Brief A:
Answer these questions using the passage on kava and Eivissa below, marking each answer with its numeral:
(i) Which society organized the lectures?
(ii) Approximately how many Ibicencos live on the island?
(iii) In which two countries were large kava plantations recently discovered?
Brief B: Summarize the passage on kava and Eivissa below in three sentences.
Brief C: Translate this sentence from the passage on kava and Eivissa below into Spanish: "This form of the plant cannot reproduce itself naturally."

As I pen these lines, a charming German
journalist who took the trouble to spend four hours interviewing
me a few days ago should be scouring the pharmacies and health
food shops of Vila (Ibiza town) to see if it is still at all
possible to purchase any kava-based medicines in the former
or any kava tablets in the latter. This interview, about Vanuatu
and kava, came out of the last of the three lectures that
I gave here at the end of February in the branch of the University
of the Balearic Islands and organized by the Society of Friends
of the Archaeological Museum of Eivissa (Ibiza) and Formentera.
By the time you read this the resulting article in German
will have already appeared in the press. The last lecture
was particularly well attended, not just because the Museum
always prepares a free wine and food buffet at the end of
any series of lectures it organizes, but also because the
topic, dealing with a medicinal plant with possible slightly
mind-altering properties, is one that interests many people
on the island. Eivissa has always been a slightly rebellious
island, with its own mind, throughout its long history and
continues to be so to the present day. A major difference
today, though, and one that is not really spoken about in
public too much, is that now the real inhabitants of the island,
the Eivissencs, are in a minority in their own island. There
are only approximately 31,000 Ibicencos in an island whose
population is now thought to be about 100,000. This rather
sad situation has only taken approximately two generations
to come about and may unfortunately, sometime in the future,
result in the extinction of Eivissenc language and culture
unless the younger generation struggles to retain their special
identity.
Back to Kava. As explained last week, Kava
is the name given to a plant, and a drink made from the roots
of that plant, that grows only in the Pacific. Well, that's
where it should only be growing, but it has just been discovered
very recently that large plantations of three-year old kava
bushes now exist in Brazil and Guatemala. Why all the interest?
Well, there's lots of money to be made from the kava plant.
It would be rather interesting to find out which subspecies
of the kava plant these plantations are growing. It is quite
possible they originate from illegally 'exported' plantable
material as the drinkable form of the plant traditionally
grows only in the Pacific. This form of the plant cannot reproduce
itself naturally. It has no flowers or seeds. It's whole distribution
throughout the Pacific, covering nearly a third of the earth's
surface, is purely man made and remember that this distribution
was done centuries before the invention of modern transport.

Provided material:

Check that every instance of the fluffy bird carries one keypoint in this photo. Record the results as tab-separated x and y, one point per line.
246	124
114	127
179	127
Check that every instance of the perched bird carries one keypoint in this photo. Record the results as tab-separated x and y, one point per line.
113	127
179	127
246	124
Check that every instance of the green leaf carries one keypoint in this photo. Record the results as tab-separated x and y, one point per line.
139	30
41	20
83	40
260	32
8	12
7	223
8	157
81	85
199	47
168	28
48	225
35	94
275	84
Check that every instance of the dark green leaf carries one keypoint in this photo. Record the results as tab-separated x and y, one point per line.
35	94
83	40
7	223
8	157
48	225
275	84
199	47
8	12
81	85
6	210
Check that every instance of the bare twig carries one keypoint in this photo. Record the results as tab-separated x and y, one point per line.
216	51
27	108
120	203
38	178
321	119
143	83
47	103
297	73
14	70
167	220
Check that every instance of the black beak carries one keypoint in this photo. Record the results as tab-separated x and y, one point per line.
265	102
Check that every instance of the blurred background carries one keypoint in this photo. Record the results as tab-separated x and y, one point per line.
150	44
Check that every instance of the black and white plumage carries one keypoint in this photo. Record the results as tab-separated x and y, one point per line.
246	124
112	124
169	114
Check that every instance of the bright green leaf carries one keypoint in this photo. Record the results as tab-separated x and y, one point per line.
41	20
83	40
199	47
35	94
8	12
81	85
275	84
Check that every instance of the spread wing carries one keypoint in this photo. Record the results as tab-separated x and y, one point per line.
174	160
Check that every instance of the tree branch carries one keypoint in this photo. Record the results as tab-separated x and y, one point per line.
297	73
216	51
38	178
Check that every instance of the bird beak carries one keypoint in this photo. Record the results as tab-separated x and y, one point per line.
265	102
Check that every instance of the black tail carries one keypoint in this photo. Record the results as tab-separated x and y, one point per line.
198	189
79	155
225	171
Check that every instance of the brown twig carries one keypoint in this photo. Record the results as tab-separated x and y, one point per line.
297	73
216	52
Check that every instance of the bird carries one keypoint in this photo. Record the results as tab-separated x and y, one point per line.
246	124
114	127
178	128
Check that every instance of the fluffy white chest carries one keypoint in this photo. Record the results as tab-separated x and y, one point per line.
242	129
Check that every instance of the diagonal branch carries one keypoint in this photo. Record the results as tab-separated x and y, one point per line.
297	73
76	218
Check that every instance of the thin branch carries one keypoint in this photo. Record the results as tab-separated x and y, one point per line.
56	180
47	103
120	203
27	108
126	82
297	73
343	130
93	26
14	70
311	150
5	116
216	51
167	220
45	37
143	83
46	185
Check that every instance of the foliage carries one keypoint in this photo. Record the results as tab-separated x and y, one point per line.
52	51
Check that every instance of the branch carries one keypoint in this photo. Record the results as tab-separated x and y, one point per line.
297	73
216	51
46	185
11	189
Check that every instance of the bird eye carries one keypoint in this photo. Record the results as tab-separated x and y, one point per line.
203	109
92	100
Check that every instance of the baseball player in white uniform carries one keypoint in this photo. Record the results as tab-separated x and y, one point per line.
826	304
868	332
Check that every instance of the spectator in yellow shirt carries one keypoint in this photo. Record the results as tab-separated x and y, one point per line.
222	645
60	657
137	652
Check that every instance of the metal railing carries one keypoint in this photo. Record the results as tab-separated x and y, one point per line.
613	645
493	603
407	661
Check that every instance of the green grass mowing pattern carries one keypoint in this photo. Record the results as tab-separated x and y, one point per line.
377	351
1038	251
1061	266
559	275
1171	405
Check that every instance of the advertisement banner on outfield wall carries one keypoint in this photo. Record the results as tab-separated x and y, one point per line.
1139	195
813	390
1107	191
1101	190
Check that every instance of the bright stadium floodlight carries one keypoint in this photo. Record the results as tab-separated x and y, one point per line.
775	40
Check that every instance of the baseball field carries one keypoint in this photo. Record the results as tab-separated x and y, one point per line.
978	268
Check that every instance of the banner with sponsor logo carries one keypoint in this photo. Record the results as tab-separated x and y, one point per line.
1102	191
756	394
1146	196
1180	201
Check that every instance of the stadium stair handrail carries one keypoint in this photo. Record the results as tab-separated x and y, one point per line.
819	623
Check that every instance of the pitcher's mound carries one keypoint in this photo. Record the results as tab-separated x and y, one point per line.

Exercise result A:
(i) The Society of Friends of the Archaeological Museum of Eivissa (Ibiza) and Formentera.
(ii) Approximately 31,000.
(iii) Brazil and Guatemala.

Exercise result B: The writer gave three lectures at the end of February at the Ibiza branch of the University of the Balearic Islands, and the last one, on Vanuatu and kava, drew a large audience and led to a four-hour interview with a German journalist. The native Eivissencs now number only about 31,000 in a population of about 100,000, a situation that may one day lead to the extinction of their language and culture. Kava traditionally grows only in the Pacific, yet large plantations have recently been found in Brazil and Guatemala, possibly from illegally exported material, since the drinkable form cannot reproduce naturally.

Exercise result C: Esta forma de la planta no puede reproducirse de manera natural.